(Dataset entries)

==================================================

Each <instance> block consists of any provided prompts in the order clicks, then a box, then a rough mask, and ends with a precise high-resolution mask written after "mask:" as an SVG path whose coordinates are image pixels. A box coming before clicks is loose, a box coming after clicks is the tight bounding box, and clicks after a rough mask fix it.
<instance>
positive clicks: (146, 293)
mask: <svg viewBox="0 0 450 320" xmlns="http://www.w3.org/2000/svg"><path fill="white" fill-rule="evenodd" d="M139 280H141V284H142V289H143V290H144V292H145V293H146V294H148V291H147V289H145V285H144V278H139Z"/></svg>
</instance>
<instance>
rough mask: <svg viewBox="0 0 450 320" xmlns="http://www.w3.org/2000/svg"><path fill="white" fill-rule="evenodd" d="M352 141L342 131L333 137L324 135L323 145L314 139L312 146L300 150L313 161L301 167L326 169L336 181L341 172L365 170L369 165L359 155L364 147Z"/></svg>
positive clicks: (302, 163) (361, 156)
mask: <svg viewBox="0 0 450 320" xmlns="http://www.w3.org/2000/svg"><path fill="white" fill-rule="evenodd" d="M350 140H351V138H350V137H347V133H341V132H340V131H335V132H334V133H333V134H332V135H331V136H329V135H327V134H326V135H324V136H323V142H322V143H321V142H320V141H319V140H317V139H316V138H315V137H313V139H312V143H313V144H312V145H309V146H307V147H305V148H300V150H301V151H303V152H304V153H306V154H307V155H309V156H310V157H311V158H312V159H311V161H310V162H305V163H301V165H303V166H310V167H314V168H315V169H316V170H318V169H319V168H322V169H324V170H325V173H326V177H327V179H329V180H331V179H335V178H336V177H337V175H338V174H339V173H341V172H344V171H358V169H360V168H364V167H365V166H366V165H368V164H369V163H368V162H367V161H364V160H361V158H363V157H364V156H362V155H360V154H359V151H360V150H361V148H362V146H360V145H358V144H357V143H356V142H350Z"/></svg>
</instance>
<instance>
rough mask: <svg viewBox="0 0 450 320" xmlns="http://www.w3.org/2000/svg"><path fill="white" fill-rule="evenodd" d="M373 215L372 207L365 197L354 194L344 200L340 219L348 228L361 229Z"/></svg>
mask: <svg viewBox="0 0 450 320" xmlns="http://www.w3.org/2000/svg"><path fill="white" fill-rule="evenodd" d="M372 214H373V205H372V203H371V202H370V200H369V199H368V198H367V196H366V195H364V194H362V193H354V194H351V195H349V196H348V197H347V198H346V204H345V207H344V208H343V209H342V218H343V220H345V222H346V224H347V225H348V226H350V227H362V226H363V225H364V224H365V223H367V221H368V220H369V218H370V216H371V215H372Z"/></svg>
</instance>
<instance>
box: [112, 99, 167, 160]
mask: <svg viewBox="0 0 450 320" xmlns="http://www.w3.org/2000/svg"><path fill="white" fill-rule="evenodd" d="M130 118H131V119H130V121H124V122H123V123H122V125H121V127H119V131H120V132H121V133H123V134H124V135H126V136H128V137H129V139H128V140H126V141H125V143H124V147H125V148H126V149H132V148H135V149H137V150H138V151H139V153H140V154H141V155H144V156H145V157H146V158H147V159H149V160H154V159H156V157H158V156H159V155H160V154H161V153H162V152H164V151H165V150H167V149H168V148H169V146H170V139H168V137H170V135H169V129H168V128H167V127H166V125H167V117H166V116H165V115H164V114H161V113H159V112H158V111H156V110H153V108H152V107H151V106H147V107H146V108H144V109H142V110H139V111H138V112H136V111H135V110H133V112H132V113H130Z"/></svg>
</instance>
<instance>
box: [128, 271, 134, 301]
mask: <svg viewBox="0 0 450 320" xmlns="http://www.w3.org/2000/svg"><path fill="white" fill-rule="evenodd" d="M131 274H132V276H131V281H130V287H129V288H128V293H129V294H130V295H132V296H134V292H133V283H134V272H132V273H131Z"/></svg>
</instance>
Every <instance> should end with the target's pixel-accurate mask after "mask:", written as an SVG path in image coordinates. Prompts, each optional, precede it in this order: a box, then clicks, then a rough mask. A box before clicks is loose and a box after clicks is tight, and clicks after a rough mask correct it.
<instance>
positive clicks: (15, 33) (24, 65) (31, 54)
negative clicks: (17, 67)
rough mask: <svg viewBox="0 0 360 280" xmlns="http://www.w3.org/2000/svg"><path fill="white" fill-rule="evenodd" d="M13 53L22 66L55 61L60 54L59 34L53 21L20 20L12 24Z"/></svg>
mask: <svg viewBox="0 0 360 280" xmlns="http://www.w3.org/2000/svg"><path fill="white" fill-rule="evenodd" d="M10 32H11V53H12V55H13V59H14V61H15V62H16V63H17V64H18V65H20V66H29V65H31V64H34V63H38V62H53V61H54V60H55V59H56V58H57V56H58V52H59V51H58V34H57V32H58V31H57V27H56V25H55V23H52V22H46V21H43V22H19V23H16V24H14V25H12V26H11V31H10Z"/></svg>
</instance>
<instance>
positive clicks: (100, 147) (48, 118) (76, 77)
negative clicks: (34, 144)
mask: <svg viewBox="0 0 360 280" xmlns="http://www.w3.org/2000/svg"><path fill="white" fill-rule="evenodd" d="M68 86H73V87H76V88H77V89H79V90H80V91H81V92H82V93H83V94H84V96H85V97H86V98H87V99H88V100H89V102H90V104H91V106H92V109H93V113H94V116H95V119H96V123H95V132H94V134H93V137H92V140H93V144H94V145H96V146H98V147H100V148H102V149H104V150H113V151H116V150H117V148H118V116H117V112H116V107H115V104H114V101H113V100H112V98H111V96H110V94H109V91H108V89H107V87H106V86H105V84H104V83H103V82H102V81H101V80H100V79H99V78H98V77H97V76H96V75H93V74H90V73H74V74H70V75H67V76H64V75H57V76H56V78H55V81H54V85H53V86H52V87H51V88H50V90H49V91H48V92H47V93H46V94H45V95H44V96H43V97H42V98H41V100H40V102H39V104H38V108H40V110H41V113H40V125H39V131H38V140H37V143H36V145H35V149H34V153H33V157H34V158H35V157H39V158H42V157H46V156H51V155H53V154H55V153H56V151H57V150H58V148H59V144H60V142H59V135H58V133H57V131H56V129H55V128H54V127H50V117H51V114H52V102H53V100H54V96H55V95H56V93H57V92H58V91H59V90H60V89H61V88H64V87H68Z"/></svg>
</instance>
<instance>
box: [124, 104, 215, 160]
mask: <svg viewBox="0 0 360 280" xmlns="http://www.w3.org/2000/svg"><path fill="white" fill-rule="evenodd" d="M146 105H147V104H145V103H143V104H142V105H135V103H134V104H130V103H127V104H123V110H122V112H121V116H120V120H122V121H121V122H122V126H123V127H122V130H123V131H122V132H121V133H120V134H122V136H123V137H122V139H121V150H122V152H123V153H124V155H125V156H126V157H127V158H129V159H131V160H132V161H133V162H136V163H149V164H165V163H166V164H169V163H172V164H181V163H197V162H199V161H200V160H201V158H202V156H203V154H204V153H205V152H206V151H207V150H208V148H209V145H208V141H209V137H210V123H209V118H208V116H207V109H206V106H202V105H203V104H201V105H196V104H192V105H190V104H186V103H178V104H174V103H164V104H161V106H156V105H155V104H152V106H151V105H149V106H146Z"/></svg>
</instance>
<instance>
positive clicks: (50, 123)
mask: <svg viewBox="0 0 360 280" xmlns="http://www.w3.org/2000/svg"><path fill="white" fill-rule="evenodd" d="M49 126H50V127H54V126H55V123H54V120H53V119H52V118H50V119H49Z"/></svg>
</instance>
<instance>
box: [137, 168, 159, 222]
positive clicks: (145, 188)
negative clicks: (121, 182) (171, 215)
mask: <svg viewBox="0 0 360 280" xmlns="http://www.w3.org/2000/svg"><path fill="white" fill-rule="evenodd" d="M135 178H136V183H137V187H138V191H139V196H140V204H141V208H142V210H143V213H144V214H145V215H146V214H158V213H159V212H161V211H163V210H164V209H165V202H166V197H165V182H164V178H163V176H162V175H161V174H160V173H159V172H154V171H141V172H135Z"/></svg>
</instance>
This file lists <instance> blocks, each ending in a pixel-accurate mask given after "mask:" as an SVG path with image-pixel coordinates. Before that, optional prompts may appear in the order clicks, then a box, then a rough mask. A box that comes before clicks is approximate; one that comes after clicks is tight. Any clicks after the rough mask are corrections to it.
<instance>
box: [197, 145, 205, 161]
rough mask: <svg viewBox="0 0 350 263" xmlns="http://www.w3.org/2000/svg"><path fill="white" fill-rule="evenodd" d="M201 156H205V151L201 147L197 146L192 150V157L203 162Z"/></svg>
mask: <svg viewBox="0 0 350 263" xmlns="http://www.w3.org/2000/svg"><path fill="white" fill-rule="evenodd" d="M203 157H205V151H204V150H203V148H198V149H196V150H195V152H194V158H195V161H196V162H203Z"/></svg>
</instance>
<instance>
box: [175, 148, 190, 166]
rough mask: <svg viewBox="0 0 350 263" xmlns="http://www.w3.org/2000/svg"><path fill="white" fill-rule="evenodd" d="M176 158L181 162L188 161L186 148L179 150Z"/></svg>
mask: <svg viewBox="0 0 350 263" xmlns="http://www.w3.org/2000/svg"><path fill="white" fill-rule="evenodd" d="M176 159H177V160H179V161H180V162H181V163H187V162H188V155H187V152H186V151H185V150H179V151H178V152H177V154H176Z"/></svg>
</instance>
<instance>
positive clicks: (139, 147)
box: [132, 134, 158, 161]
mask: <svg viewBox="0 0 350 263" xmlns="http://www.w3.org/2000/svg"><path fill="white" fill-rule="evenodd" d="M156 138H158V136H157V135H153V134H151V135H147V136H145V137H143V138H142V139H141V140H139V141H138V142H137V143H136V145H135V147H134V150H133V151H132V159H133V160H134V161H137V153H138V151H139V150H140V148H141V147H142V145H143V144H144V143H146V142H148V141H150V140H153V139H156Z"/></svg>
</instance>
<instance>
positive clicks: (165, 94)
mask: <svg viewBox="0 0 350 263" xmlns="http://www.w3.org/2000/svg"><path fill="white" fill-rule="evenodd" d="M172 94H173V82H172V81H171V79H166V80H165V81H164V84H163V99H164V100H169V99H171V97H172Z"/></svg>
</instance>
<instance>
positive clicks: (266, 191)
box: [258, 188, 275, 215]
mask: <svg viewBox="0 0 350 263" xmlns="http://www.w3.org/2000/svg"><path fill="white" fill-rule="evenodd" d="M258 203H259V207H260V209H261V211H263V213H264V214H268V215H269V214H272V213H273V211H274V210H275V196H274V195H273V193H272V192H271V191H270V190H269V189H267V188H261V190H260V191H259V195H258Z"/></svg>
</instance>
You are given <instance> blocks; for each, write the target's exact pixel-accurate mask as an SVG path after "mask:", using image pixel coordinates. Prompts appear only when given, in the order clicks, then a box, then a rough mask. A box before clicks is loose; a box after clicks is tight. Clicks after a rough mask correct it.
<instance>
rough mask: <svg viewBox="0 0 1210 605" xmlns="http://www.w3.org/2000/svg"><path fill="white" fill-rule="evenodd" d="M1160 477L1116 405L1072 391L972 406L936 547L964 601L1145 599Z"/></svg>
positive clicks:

==================================================

Starting at the first line of the data, copy each line unchanged, and stop after the line containing "positive clicks: (146, 293)".

ANSWER SPACE:
Each <instance> block consists of any provided prompts in the order clicks, then a box, then a rough mask, and ends with a precise high-resolution mask written after "mask:" as an SVG path whose coordinates are image pixels. A box coming before clicks is loose, a box coming after clicks is the tight bounding box, and clicks after a rough mask fix it.
<instance>
positive clicks: (146, 293)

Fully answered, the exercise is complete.